**Saved entries**
● ● ● ● ● ● ●

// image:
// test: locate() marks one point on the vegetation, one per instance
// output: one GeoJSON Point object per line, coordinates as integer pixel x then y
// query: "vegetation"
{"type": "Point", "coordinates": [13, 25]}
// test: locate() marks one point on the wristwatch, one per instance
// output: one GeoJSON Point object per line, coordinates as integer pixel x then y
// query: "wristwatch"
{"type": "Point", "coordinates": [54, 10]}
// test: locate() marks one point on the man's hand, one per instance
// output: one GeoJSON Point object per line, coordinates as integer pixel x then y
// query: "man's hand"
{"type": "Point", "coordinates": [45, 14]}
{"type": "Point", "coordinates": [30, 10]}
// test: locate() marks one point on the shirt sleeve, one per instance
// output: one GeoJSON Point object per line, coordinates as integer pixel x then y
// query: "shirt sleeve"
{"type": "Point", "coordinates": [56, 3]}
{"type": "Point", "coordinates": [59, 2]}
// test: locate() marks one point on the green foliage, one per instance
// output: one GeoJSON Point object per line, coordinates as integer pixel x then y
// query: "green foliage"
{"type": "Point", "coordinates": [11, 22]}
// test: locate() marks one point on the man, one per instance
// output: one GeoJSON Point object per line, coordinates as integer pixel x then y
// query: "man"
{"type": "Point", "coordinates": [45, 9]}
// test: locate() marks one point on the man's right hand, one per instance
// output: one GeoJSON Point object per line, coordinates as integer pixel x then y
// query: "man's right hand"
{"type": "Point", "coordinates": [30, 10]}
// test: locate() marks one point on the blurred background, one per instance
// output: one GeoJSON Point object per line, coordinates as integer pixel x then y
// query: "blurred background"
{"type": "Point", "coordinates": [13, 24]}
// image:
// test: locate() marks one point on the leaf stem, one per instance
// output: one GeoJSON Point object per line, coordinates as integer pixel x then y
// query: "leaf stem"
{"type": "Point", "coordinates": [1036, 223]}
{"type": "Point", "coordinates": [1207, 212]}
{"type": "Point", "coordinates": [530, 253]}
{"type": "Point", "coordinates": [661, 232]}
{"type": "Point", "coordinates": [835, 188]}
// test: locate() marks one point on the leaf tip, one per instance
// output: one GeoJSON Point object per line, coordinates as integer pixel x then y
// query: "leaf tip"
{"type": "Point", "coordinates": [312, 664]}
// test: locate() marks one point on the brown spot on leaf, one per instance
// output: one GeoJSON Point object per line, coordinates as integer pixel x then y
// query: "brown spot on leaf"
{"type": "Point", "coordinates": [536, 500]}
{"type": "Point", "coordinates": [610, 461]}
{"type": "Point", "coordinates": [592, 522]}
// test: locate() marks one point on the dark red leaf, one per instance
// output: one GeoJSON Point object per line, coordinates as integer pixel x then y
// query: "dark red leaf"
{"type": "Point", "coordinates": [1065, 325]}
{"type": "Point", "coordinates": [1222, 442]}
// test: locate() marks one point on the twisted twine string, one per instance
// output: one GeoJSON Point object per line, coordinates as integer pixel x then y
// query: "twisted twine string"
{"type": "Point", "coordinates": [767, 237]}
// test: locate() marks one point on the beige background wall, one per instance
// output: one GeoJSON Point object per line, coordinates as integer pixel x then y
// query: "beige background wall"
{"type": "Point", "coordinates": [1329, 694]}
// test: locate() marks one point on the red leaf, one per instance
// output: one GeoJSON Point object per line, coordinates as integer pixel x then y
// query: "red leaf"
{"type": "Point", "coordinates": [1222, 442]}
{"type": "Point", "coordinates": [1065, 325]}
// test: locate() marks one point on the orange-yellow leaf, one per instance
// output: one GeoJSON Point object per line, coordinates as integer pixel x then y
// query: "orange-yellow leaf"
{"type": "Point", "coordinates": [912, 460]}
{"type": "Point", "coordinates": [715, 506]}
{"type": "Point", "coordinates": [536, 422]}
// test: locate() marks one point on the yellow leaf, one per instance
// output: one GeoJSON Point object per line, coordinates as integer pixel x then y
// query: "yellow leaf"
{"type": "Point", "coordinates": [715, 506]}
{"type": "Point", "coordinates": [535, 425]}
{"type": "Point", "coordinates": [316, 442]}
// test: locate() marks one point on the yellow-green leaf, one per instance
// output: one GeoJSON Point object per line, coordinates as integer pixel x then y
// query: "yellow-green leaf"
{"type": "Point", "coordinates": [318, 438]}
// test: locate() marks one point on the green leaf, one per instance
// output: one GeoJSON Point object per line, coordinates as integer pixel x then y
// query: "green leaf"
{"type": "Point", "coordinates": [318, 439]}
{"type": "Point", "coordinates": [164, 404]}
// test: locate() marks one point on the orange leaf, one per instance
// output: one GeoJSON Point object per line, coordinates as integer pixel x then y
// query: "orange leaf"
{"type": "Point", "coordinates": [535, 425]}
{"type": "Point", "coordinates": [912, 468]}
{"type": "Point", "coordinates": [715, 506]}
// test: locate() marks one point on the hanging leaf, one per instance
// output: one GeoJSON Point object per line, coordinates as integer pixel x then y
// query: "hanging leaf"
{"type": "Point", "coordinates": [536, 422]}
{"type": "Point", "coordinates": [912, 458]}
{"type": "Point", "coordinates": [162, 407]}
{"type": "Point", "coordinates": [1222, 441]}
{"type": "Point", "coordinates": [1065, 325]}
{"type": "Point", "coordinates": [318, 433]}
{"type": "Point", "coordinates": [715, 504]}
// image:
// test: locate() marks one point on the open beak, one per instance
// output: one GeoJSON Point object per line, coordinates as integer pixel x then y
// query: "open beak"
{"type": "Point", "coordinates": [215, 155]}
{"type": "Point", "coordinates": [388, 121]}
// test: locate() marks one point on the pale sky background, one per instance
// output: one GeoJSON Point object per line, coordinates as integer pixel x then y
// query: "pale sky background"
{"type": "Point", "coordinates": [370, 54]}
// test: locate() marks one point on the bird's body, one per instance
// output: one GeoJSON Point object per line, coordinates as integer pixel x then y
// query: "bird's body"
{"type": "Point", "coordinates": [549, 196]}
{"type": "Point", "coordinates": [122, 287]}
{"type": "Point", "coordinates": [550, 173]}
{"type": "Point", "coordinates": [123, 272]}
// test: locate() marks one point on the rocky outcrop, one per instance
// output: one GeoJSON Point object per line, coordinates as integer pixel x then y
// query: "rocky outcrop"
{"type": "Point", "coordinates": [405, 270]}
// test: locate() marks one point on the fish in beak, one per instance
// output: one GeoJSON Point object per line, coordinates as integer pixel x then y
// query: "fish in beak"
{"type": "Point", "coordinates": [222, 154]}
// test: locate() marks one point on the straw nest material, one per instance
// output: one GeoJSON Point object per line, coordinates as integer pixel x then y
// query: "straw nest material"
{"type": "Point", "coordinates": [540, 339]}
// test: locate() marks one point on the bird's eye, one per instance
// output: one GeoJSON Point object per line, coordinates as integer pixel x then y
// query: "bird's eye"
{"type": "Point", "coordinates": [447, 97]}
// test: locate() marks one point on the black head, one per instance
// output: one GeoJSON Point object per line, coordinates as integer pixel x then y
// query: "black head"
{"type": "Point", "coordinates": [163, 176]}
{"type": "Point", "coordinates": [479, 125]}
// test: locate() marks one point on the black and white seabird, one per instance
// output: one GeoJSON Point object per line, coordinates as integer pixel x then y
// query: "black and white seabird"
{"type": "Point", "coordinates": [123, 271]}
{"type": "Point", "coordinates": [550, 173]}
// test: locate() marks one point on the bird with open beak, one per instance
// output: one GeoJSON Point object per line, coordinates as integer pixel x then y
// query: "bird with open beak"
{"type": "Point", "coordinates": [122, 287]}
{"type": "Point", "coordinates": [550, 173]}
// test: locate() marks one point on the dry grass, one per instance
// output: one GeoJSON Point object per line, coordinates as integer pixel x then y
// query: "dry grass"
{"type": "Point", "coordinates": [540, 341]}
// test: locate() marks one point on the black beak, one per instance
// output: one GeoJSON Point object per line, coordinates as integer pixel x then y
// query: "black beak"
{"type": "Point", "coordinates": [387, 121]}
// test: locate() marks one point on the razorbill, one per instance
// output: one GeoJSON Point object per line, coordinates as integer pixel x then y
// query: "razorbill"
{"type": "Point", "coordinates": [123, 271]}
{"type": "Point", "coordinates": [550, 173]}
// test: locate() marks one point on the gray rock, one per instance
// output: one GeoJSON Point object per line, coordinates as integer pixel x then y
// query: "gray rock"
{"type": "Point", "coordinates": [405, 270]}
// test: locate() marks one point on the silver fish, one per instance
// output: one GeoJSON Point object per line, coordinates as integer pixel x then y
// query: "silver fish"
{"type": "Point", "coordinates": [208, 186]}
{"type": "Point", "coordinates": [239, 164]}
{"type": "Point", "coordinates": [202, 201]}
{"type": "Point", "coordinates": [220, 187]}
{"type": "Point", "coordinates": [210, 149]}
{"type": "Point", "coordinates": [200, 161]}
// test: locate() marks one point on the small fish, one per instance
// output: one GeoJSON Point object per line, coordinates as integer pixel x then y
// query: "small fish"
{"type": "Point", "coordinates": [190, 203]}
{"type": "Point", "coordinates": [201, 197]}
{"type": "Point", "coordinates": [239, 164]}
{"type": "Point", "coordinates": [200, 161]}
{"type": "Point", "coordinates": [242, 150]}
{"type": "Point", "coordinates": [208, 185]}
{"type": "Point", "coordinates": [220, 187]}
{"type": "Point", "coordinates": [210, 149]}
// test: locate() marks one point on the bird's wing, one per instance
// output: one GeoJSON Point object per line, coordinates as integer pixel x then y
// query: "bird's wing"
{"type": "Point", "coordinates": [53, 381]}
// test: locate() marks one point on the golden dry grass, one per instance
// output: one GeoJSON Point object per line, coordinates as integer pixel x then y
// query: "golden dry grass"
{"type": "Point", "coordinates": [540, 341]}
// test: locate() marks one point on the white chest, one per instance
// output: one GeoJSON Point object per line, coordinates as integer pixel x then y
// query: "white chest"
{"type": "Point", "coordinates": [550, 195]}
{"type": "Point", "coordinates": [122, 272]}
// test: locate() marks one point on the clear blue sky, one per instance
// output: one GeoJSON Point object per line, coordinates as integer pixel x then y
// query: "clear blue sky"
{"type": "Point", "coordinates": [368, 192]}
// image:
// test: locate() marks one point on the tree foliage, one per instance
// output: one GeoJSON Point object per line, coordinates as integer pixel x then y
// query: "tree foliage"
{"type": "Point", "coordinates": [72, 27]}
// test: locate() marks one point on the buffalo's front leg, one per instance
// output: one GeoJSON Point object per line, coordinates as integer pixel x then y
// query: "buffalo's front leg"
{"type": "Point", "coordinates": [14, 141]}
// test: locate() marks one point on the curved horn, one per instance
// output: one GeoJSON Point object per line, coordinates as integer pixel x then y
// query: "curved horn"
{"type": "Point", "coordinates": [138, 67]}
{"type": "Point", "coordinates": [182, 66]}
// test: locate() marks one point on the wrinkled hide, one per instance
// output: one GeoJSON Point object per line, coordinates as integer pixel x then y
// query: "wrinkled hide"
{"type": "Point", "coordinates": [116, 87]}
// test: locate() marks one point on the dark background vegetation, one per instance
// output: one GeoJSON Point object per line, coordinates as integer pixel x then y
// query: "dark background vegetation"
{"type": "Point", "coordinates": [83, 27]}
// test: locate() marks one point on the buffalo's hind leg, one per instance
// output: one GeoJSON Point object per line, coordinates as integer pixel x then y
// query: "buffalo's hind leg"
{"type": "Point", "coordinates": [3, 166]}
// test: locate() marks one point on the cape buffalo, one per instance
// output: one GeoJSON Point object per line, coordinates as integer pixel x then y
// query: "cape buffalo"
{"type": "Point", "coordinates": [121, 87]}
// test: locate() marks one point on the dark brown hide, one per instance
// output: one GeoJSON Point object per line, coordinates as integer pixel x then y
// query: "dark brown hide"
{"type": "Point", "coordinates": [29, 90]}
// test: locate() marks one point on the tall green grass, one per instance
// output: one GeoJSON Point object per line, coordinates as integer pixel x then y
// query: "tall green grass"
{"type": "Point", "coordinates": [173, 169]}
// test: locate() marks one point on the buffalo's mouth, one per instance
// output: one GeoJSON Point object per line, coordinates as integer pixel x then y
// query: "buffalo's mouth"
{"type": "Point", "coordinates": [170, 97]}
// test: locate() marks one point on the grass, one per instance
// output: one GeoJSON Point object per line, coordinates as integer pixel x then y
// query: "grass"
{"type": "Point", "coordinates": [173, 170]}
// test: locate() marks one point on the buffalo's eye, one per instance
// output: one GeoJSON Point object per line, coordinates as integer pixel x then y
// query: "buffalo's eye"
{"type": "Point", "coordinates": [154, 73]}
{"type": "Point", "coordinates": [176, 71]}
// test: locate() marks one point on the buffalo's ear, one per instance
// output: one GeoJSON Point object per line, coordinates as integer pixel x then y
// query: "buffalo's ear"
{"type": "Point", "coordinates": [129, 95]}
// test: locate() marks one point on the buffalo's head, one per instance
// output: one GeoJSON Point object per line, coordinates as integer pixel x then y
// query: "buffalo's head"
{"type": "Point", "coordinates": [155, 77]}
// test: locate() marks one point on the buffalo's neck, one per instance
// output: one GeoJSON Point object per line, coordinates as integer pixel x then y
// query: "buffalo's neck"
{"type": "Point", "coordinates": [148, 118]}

● ● ● ● ● ● ●

**Problem statement**
Output only the lines from the one holding "mouth, one per instance" through the last line above, exactly as they appear.

**Output below**
// test: locate() marks one point on the buffalo's mouth, one per instance
// output: one GeoJSON Point object per line, coordinates as integer pixel x then y
// query: "buffalo's mouth"
{"type": "Point", "coordinates": [170, 97]}
// test: locate() marks one point on the grass, one per instance
// output: one GeoJSON Point object per line, coordinates as integer pixel x then y
// query: "grass"
{"type": "Point", "coordinates": [173, 170]}
// test: locate() marks one point on the buffalo's eye, one per instance
// output: one GeoJSON Point object per line, coordinates as integer pixel x then y
// query: "buffalo's eye"
{"type": "Point", "coordinates": [154, 73]}
{"type": "Point", "coordinates": [176, 71]}
// test: locate() marks one point on the buffalo's ear, one per instance
// output: one GeoJSON Point object per line, coordinates as integer pixel x then y
// query: "buffalo's ear"
{"type": "Point", "coordinates": [129, 95]}
// test: locate() marks one point on the buffalo's head, one per instance
// output: one GeoJSON Point object per line, coordinates as integer pixel x then y
// query: "buffalo's head"
{"type": "Point", "coordinates": [155, 77]}
// test: locate() marks one point on the buffalo's neck, one per instance
// output: one GeoJSON Point object per line, coordinates as integer pixel x then y
// query: "buffalo's neck"
{"type": "Point", "coordinates": [148, 118]}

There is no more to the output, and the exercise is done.